> **Activity**: Nothing but the lines from the start of the records below through the line that has "# test: locate() drops one marker on the white tow" should appear, each exactly as given.

> **Point-per-instance localization data**:
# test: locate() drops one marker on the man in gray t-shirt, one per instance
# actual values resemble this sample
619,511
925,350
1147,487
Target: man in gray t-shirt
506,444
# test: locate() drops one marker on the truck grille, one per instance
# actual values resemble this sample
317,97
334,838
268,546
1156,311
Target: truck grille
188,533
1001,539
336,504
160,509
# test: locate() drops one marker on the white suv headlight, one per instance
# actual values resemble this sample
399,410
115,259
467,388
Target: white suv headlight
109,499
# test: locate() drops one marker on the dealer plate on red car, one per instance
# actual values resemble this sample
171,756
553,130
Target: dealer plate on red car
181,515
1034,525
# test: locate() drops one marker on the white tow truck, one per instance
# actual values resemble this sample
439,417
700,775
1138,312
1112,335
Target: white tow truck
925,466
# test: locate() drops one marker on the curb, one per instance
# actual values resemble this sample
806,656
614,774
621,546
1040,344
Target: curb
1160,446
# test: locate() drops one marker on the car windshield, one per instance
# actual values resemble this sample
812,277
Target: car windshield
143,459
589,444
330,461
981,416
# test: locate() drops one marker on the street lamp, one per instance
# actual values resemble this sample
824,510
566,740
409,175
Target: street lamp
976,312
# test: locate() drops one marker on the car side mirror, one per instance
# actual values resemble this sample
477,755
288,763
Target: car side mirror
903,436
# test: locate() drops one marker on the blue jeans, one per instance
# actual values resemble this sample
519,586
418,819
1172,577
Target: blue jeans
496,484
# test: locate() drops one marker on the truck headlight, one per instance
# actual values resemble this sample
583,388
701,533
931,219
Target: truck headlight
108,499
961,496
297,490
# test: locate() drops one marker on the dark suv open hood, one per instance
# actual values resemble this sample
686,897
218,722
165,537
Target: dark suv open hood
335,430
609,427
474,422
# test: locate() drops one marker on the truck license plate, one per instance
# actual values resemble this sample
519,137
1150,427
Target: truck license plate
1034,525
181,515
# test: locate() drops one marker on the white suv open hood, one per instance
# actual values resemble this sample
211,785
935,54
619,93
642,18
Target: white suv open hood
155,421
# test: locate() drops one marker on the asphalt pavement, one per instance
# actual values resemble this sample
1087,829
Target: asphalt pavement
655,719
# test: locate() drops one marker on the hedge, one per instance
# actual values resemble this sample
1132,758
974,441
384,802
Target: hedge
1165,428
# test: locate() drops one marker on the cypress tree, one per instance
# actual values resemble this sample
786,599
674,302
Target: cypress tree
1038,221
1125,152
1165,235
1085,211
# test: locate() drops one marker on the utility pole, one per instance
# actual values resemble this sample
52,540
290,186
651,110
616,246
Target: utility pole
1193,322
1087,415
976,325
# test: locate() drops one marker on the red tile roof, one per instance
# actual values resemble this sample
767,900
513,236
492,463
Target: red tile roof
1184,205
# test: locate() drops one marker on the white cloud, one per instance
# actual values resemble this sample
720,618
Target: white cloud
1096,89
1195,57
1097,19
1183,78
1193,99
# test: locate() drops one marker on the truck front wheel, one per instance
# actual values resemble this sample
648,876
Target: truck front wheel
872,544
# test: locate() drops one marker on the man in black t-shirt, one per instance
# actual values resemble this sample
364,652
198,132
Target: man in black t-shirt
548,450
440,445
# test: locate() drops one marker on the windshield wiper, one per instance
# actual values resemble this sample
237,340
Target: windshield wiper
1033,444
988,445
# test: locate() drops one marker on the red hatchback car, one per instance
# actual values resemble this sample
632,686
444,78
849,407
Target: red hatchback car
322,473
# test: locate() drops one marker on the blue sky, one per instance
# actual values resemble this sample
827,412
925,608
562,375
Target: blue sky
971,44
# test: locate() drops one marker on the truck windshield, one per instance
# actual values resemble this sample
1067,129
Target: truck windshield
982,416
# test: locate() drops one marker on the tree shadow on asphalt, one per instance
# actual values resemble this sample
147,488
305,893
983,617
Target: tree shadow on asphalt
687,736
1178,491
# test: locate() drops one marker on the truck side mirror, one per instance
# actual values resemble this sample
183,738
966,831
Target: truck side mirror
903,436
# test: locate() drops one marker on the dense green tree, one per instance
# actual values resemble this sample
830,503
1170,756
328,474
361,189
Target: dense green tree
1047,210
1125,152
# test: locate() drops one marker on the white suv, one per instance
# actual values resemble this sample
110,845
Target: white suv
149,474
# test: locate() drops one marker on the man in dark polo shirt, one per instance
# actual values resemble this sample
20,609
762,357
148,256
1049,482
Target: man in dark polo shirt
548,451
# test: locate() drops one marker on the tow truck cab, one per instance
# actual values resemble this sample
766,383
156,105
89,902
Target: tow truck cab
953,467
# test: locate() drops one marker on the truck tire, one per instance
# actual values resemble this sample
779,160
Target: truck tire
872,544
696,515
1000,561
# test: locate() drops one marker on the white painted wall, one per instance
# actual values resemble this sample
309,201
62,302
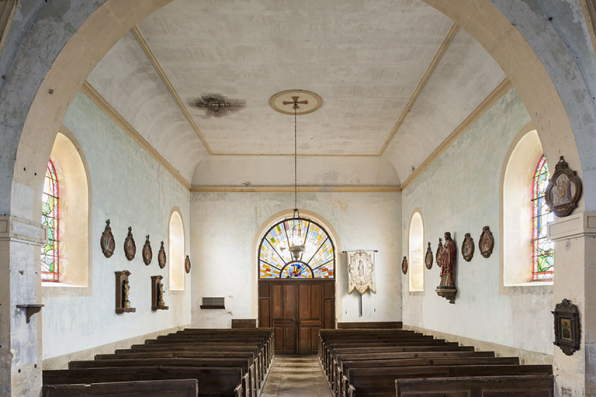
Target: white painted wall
459,193
130,189
224,248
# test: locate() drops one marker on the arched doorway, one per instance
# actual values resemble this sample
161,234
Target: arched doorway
296,289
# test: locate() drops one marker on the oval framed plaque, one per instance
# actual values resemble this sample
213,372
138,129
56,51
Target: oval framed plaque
130,248
428,258
564,190
467,248
147,252
486,242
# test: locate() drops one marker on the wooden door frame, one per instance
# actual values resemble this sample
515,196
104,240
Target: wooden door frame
331,318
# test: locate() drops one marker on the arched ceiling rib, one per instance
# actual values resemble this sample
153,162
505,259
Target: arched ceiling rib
364,58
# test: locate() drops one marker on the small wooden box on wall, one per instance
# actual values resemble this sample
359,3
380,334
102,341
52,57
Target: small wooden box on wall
157,294
122,290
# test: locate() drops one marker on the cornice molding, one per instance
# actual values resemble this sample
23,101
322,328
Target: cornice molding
589,9
290,189
113,114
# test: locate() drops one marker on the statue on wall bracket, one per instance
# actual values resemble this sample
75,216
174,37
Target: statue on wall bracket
428,258
361,271
564,190
467,248
161,257
446,261
187,264
107,241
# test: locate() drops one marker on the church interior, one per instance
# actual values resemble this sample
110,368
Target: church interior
317,198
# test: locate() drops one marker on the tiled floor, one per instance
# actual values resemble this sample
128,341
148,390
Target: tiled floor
296,376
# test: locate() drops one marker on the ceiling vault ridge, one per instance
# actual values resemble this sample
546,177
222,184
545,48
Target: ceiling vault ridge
162,74
429,71
113,114
485,105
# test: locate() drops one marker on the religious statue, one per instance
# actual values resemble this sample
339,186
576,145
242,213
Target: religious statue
125,290
446,261
160,293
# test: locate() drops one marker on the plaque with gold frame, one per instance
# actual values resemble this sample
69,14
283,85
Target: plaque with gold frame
567,327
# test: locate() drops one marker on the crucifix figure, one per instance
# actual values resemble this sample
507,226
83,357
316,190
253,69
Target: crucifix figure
295,102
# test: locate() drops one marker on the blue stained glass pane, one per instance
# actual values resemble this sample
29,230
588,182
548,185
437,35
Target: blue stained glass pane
50,253
543,249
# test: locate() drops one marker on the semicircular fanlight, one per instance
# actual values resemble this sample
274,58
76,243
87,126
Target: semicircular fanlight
317,260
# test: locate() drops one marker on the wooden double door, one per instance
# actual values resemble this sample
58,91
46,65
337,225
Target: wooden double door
296,309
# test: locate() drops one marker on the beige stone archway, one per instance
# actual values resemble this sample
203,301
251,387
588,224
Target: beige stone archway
52,62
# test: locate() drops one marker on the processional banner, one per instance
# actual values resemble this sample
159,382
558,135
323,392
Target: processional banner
361,271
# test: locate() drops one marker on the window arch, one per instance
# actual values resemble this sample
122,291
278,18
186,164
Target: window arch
50,219
317,260
65,206
523,175
416,253
176,251
543,259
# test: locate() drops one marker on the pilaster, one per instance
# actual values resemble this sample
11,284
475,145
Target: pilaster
574,238
20,342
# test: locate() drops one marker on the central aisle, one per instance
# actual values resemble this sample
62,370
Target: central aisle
296,376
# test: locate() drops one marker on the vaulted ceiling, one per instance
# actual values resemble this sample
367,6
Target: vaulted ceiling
396,78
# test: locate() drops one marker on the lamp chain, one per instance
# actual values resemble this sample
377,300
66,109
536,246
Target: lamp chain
295,161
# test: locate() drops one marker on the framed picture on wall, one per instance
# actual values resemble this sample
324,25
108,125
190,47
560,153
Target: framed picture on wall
567,327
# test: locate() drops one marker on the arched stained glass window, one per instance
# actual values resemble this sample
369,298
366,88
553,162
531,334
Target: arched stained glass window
543,252
50,218
317,260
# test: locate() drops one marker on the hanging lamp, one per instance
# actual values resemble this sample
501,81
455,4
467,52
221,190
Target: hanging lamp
296,240
301,102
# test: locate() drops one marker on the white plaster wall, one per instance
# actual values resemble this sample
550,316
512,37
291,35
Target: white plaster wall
459,193
130,189
223,230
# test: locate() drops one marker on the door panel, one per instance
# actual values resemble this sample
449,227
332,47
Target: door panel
296,309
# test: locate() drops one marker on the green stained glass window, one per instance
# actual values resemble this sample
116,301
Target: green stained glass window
316,261
50,218
543,249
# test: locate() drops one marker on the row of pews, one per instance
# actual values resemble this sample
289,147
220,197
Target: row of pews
191,362
397,362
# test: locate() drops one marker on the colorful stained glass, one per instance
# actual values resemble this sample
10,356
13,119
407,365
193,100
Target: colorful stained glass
543,249
50,218
317,260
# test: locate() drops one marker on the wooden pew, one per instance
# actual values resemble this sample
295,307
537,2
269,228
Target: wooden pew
502,386
214,382
247,368
148,388
378,382
369,325
207,355
262,363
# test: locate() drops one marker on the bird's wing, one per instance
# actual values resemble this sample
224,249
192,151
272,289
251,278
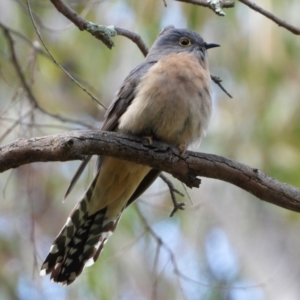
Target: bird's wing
119,105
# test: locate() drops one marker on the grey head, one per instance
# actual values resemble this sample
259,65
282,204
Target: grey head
177,40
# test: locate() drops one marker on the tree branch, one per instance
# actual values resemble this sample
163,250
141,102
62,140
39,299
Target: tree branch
215,5
75,145
272,17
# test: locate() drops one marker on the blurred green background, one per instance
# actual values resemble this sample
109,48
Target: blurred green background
226,244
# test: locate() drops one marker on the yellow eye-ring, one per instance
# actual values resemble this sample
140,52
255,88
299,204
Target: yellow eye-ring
184,42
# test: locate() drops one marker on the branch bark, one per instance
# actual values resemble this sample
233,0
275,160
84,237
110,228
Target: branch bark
75,145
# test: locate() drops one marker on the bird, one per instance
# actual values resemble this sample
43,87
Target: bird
166,98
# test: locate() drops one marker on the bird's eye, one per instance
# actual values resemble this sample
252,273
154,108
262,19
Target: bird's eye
184,42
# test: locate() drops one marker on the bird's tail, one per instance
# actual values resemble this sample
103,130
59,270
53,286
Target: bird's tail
79,243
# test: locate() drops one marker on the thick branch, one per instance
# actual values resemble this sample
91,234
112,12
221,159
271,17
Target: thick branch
75,144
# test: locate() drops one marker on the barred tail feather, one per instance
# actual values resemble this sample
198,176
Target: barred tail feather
74,248
79,243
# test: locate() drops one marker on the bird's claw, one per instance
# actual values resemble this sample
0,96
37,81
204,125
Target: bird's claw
177,206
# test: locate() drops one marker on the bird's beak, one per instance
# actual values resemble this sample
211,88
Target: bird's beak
210,45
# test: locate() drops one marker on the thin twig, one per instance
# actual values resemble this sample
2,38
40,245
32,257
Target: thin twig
26,87
215,5
177,205
56,62
205,3
269,15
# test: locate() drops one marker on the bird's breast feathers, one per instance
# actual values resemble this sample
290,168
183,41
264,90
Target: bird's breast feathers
172,102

> **Result of this task**:
# test: locate() drops one marker on the man in gray t-shirt, one per instance
# actual values resemble this sample
619,511
925,350
1147,487
Target: man in gray t-shirt
506,444
# test: locate() drops one marker on the truck grille, one per instance
# actual values resemble this sample
317,97
334,838
268,546
1156,311
Target: truck grille
188,533
1001,539
336,504
160,509
# test: locate() drops one marker on the white suv headlight, one per instance
# actual values resemble this sample
399,410
115,259
467,388
Target: white suv headlight
109,499
# test: locate() drops one marker on the dealer plate on red car, one per instance
# actual values resemble this sample
171,756
553,130
Target: dealer plate on red car
181,515
1034,525
# test: locate() drops one marker on the white tow truck, one per instance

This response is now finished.